SHORT PROBLEM ->
Please reproduce only the records from the line that has "Target: crowd in background" through the end of the records, changing "baseball field dirt" to "infield dirt" and leaving everything else unchanged.

EXTRACTED MATERIAL ->
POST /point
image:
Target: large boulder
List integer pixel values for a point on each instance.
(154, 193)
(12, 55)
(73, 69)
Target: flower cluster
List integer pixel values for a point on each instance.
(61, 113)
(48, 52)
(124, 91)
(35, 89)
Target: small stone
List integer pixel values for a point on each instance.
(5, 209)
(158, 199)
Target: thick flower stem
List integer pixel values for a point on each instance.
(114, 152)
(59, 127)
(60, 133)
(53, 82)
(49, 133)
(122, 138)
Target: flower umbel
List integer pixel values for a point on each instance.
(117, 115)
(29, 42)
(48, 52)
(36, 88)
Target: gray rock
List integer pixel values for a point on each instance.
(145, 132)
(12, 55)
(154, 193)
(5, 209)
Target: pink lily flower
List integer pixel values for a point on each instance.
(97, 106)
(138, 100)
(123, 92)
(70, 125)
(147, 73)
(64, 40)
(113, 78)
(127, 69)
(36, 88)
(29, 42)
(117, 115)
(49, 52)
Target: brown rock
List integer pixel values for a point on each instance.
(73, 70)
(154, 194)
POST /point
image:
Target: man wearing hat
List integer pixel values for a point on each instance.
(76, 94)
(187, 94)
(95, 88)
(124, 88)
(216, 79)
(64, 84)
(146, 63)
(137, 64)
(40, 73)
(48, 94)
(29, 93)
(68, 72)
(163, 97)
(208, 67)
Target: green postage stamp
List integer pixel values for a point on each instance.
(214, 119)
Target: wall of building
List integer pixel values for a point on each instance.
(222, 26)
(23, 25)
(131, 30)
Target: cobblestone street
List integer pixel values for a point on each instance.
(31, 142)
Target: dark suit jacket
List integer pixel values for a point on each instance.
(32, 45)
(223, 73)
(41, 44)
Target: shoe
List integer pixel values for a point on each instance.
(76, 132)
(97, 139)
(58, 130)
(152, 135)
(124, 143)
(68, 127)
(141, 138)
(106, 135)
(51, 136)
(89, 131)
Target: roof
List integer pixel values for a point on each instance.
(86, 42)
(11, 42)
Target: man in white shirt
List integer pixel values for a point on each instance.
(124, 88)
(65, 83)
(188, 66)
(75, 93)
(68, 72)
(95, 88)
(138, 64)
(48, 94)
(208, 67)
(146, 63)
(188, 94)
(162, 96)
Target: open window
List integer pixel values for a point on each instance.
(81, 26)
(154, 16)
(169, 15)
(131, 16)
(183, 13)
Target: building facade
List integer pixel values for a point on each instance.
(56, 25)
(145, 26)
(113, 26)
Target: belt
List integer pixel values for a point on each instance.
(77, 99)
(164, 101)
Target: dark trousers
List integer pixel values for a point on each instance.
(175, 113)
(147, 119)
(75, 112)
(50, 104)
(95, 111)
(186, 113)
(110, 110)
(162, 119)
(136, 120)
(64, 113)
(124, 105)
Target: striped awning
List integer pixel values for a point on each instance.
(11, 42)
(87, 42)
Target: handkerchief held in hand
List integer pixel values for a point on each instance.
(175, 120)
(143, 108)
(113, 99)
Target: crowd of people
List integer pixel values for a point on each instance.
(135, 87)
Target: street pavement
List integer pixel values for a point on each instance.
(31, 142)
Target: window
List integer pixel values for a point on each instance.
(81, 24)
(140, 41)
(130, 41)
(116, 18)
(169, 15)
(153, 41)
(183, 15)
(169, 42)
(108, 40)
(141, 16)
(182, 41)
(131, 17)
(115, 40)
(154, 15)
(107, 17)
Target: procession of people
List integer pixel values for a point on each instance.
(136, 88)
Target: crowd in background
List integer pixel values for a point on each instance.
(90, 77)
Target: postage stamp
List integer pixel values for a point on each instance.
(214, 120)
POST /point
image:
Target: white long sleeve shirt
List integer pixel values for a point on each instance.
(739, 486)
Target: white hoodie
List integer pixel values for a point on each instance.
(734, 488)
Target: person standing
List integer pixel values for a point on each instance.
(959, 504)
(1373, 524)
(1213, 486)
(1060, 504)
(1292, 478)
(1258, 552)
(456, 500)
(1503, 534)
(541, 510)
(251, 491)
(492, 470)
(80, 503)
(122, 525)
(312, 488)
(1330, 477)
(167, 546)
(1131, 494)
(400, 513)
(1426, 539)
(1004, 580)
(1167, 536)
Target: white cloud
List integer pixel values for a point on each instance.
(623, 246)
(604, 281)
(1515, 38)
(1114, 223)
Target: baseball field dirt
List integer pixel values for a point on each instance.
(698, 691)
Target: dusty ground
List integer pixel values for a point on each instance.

TASK OUTPUT ->
Target: crowd in background
List integer pixel values for a point on each instance.
(90, 77)
Target: postage stamp
List integer pixel values for a point on each instance.
(214, 120)
POST /point
image:
Target: white long sleeve shirt
List integer pixel values for a point on each instance.
(739, 486)
Target: white hoodie
List integer pixel values for a point on each instance.
(734, 488)
Target: person standing
List integer pixel values for a point on each instance.
(959, 504)
(1373, 524)
(1213, 486)
(1060, 504)
(1292, 478)
(1258, 552)
(456, 500)
(1503, 534)
(541, 510)
(251, 491)
(492, 470)
(80, 503)
(122, 525)
(312, 488)
(1330, 477)
(167, 546)
(1131, 494)
(400, 513)
(1426, 539)
(1004, 580)
(1167, 536)
Target: white cloud
List integer pixel values for a point on each instance.
(623, 246)
(604, 281)
(1515, 38)
(1114, 223)
Target: infield dirt
List integer pixel values for a point on each instance.
(698, 691)
Target: dusty ground
List integer pixel values for a point on each instance.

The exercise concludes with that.